Reputation: 617
I'm having difficulty coming up with a simple merge logic.
TimeSeries = A.merge(B, on = ['YEAR','MONTH'], how= 'left')
I have the following dataframe. A continuous month/year column from 2001-2018 (12 months X 17 yrs)
A:
|---------------------|------------------|
| Month | Year |
|---------------------|------------------|
| 12 | 2001 |
|---------------------|------------------|
| 01 | 2002 |
|---------------------|------------------|
| ...... | ..... |
|---------------------|------------------|
| 12 | 2018 |
|---------------------|------------------|
And the other data frame which has a unique ID, month, year and $ amount
B:
|-----------------|----------------|--------------|--------|
| Month | Year | ID | Amount |
|-----------------|----------------|--------------|--------|
| 05 | 2013 | 2 | 500K |
|-----------------|----------------|--------------|--------|
| 01 | 2002 | 1 | 200K |
|-----------------|----------------|--------------|--------|
| 12 | 2016 | 3 | 800K |
|-----------------|----------------|--------------|--------|
How would I be able to append/merge both dataframes so each ID from dataframe B has the entire time series from dataframe A. And it should merge on the correct month and year column.
Desired Output for ID. Each ID should have ~204 rows and if the month and year are same, then display the correct $ amount
|---------------------|------------------|--------------|-----------|
| Month | Year | ID | Amount |
|---------------------|------------------|--------------|-----------|
| 01 | 2001 | 1 | NaN |
|---------------------|------------------|--------------|-----------|
| 01 | 2002 | 1 | 200K |
|---------------------|------------------|--------------|-----------|
| 12 | 2018 | 1 | NaN |
|---------------------|------------------|--------------|-----------|
Upvotes: 2
Views: 367
Reputation: 59519
You want .reindex
, that way ID
is filled in for each row. There's no need for DataFrameA:
import pandas as pd
names = ['Month', 'Year', 'ID']
idx = pd.MultiIndex.from_product([range(1, 13, 1), range(2001, 2019, 1), B.ID.unique()],
names=names)
B = B.set_index(names).reindex(idx).reset_index()
print(B.head())
# Month Year ID Amount
#0 1 2001 2 NaN
#1 1 2001 1 NaN
#2 1 2001 3 NaN
#3 1 2002 2 NaN
#4 1 2002 1 200K
B.groupby('ID').size()
#ID
#1 216
#2 216
#3 216
#dtype: int64
Performant Cartesian Product has ways to optimize the product if it's rather slow
Upvotes: 1

## Given records:
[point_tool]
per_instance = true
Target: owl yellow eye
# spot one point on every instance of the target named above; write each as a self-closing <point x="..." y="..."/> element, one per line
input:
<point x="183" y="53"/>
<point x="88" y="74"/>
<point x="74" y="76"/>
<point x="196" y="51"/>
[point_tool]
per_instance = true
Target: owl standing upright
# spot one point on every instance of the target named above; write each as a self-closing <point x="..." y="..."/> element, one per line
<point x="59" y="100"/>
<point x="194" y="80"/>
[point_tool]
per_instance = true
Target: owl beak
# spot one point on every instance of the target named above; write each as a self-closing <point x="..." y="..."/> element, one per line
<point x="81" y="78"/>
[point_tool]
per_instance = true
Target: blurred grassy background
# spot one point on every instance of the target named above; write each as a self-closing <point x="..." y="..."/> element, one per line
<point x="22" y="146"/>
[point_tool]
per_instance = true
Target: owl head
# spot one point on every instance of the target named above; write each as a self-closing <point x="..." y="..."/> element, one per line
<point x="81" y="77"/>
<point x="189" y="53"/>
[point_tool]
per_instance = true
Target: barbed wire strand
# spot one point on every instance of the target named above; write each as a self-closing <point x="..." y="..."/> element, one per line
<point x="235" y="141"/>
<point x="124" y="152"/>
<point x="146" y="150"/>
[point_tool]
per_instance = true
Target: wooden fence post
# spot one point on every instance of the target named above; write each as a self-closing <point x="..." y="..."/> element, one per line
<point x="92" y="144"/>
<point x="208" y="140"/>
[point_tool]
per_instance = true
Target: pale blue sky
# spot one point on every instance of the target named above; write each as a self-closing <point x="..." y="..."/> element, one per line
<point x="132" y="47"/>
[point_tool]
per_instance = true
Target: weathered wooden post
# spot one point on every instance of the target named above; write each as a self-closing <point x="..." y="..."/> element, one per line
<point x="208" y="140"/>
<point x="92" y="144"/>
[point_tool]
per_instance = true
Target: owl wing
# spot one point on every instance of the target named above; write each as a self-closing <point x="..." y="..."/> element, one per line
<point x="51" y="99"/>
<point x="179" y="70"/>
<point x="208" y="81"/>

## Required tasks:
[A] Check each statement against the pandas thread. For each, answer yes or no and quote the words of the thread that decide it.
(i) The asker's first dataframe covers the years 2001 to 2018.
(ii) In the reply's output, each ID has 204 rows.
(iii) The reply says the first dataframe is not needed.
[B] Rewrite the paragraph of the pandas thread that begins "How would I be able to append/merge" as one shorter sentence that keeps its main facts.
[C] Translate this sentence from the pandas thread into French: "Each ID should have ~204 rows and if the month and year are same, then display the correct $ amount"

## The responses:
[A]
(i) Yes: "A continuous month/year column from 2001-2018 (12 months X 17 yrs)"
(ii) No: "#1 216"
(iii) Yes: "There's no need for DataFrameA"

[B] The asker wants to combine the two dataframes so that every ID in dataframe B gets the full time series from dataframe A, joined on matching month and year.

[C] Chaque ID devrait avoir ~204 lignes et, si le mois et l'année sont identiques, afficher le montant en $ correct